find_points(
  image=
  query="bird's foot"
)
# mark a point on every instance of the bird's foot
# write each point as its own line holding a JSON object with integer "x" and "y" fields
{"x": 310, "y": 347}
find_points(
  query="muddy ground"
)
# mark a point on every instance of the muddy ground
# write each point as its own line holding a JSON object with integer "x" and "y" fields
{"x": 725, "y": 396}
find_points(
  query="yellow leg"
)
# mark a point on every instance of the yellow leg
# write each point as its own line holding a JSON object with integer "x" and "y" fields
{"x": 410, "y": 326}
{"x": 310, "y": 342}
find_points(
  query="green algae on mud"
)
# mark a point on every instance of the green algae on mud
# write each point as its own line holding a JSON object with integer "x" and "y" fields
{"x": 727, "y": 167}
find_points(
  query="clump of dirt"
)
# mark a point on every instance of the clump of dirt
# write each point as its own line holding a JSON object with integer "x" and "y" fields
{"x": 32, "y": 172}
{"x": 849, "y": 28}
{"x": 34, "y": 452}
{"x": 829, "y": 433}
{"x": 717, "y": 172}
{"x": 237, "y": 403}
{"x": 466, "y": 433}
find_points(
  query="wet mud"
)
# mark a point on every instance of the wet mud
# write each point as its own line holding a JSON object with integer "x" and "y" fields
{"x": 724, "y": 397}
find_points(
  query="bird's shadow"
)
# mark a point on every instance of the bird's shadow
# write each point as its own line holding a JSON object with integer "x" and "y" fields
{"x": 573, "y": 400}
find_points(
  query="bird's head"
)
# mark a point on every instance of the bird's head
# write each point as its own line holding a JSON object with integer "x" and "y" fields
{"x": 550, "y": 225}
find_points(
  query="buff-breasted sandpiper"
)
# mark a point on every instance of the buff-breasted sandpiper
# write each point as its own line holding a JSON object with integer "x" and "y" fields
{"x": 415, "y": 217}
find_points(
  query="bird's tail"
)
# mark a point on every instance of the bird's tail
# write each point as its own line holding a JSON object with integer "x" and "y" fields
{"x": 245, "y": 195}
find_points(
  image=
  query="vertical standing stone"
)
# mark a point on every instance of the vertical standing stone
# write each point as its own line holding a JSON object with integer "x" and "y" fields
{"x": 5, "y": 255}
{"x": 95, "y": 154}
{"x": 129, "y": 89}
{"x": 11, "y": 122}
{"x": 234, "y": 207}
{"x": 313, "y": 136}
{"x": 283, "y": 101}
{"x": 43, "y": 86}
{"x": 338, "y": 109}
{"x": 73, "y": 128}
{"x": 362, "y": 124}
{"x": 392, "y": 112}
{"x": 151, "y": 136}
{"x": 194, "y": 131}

* * *

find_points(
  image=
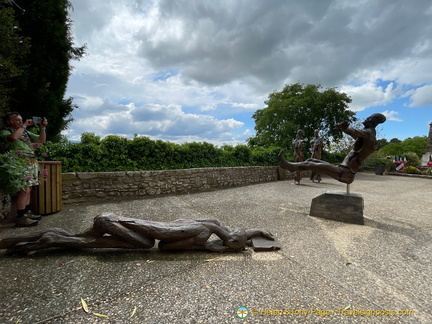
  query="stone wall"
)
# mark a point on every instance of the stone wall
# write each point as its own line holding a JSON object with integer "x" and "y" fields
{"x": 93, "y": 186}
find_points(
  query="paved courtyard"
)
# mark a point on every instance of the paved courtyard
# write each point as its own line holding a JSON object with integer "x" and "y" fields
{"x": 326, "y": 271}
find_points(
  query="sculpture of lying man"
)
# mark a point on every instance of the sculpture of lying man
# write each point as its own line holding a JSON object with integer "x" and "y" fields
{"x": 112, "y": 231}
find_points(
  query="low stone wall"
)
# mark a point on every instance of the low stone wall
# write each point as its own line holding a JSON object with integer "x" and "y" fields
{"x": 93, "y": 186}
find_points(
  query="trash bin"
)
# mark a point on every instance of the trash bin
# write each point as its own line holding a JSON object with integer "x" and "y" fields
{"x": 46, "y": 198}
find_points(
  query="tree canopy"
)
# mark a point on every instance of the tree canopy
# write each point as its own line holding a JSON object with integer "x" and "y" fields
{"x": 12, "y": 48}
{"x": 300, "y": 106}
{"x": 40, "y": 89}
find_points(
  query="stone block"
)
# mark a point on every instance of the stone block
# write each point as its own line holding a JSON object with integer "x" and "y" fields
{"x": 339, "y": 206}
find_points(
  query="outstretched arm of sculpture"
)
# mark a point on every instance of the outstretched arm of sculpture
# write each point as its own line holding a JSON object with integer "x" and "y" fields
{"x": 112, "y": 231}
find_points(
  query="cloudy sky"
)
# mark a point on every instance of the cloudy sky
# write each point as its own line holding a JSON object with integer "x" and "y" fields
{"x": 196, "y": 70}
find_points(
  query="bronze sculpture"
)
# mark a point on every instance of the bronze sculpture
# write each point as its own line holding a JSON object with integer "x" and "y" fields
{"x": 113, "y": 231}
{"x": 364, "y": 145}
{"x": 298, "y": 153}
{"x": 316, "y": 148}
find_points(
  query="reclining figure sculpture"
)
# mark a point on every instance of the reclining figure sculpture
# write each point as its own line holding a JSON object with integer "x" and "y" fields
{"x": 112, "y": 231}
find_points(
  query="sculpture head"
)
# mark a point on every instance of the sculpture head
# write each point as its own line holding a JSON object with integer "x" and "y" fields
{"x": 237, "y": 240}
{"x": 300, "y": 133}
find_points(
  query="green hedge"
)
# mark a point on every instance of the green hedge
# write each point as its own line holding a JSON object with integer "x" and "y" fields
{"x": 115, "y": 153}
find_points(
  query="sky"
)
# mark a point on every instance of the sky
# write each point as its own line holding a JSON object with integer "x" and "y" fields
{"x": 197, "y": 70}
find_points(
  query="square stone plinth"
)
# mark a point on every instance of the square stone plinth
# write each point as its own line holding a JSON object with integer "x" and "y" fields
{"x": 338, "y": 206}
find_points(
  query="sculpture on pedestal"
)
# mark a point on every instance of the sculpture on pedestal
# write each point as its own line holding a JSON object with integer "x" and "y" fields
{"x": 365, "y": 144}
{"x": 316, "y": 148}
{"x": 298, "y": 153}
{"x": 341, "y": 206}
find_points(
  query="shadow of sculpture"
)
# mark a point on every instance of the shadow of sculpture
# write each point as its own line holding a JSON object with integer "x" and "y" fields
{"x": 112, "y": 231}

...

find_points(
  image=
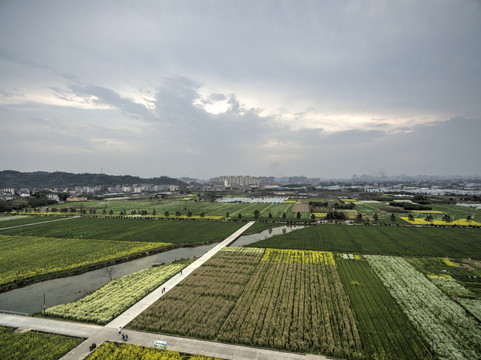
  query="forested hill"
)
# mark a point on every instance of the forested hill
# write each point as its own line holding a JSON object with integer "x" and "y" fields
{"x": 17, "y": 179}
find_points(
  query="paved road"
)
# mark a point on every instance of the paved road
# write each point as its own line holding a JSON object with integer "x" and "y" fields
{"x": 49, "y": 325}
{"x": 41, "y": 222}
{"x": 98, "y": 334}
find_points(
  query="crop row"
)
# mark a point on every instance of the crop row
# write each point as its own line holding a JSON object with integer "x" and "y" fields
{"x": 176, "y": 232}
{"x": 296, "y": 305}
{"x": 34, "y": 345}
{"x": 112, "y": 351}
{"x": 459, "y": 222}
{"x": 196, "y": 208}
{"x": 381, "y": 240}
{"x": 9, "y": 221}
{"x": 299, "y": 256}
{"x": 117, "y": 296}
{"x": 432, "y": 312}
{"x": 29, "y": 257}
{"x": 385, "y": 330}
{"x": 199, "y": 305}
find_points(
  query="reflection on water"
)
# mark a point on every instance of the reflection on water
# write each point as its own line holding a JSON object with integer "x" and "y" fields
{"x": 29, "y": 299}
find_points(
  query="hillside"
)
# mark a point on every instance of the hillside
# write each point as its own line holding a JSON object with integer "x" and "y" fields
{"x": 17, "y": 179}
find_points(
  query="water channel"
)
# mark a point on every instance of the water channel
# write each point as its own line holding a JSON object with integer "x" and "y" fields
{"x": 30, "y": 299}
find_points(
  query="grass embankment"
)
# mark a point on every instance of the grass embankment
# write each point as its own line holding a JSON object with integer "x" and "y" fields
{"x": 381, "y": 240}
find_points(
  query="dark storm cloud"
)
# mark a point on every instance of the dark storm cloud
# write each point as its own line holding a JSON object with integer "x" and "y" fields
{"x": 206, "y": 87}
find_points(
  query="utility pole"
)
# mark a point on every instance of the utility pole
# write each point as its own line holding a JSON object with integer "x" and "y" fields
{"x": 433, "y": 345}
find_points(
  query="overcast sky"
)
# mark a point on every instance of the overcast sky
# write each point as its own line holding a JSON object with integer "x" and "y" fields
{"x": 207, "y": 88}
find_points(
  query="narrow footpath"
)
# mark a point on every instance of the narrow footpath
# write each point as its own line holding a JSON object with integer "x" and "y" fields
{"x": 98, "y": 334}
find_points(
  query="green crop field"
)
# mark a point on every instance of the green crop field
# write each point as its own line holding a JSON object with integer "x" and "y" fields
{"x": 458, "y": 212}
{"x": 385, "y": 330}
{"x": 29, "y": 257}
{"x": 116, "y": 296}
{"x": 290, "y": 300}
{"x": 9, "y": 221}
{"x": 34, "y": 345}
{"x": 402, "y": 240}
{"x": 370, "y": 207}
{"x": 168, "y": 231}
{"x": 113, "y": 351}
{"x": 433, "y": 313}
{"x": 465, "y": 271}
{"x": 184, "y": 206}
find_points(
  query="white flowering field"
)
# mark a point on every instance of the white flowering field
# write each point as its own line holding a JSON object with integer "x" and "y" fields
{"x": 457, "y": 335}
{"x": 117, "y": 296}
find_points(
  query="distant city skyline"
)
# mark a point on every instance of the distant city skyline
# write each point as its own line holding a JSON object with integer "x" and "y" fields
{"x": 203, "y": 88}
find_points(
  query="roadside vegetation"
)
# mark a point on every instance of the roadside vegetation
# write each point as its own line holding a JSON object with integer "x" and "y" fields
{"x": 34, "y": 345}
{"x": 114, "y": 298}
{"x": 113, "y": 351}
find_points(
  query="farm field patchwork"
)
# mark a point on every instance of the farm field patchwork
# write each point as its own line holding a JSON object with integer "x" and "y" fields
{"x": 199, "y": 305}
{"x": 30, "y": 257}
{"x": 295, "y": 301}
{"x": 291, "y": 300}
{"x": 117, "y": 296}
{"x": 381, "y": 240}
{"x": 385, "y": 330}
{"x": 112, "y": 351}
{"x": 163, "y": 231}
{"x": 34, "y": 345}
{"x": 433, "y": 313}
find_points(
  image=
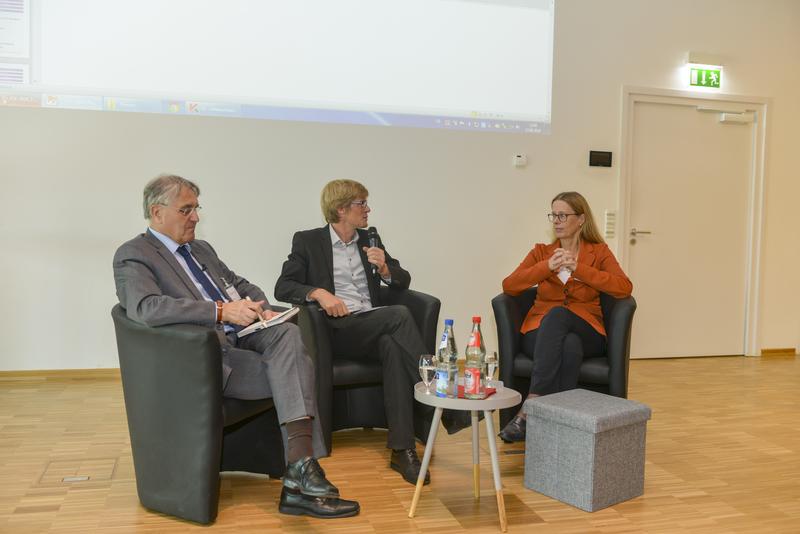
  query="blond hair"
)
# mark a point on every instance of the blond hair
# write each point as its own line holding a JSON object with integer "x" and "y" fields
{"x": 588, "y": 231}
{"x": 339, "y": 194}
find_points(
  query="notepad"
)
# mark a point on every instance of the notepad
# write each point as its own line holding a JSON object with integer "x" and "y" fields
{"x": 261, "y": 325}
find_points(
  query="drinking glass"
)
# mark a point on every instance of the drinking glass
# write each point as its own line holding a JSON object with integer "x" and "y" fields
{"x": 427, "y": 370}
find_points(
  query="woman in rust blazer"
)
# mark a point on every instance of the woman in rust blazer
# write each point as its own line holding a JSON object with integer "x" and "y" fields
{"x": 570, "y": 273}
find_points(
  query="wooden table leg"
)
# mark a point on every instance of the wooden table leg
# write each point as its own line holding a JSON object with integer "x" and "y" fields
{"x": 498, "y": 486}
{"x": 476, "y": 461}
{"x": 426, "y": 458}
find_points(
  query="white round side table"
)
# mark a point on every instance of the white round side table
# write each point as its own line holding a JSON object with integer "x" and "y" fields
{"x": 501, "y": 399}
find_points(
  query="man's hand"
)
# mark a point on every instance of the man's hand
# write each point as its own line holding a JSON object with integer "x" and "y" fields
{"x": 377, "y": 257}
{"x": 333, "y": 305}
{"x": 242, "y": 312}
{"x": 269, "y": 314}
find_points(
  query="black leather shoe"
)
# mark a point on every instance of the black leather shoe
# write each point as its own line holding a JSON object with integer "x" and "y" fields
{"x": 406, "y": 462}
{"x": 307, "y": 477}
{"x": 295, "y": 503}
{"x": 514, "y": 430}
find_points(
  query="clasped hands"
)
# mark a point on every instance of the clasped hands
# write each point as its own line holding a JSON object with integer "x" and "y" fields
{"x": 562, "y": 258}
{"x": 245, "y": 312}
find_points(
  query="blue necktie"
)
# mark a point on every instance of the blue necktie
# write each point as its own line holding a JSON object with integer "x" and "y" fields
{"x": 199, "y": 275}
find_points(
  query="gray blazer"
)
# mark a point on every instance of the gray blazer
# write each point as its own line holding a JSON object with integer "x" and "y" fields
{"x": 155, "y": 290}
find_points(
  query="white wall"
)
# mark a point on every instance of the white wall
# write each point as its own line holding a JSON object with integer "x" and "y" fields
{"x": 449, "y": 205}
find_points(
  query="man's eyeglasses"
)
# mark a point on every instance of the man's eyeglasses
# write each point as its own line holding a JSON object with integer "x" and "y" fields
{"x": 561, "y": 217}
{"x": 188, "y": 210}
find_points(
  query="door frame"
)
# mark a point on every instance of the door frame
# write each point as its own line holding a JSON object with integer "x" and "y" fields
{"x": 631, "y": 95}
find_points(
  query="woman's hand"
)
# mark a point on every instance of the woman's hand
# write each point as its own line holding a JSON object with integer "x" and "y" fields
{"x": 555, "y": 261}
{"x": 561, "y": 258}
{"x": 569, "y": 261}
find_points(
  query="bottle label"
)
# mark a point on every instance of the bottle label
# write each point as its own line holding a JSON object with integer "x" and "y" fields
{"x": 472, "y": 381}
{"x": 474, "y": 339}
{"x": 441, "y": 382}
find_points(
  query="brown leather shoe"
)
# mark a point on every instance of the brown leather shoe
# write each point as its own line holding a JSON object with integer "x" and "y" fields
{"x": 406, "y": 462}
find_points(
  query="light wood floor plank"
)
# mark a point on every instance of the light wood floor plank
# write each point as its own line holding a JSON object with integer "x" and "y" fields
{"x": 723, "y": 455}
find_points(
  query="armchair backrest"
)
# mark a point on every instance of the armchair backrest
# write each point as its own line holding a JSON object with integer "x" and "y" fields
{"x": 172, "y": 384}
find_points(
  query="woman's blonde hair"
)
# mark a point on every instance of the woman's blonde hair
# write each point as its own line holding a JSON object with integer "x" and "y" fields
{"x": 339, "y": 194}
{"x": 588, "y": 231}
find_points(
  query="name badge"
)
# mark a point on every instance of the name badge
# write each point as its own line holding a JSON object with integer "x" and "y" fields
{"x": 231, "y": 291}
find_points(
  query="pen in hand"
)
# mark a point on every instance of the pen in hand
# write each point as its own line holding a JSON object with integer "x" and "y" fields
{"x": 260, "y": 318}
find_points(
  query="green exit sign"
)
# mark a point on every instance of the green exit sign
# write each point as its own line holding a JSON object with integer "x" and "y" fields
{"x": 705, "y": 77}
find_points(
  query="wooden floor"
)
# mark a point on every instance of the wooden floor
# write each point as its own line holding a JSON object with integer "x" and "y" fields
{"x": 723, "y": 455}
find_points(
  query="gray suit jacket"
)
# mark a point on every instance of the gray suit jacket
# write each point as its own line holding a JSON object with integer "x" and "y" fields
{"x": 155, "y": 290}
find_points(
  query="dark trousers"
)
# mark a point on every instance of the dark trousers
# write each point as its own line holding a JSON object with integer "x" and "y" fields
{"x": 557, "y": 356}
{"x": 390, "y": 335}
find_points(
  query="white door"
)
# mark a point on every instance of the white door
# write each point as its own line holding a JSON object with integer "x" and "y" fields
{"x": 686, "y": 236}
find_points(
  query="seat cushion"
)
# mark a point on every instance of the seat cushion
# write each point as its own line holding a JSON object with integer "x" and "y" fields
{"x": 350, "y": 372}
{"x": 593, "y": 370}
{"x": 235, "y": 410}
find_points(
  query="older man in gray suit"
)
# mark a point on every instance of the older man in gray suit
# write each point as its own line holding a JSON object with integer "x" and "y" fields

*Exercise prompt:* The word to find is "shoe". Copy every line of the records that holds it.

*Task response:*
  query="black leather shoe"
# mark a point on every instance of the black leather shoe
  query="brown leather shoe"
# mark a point on every instance of the brown leather shoe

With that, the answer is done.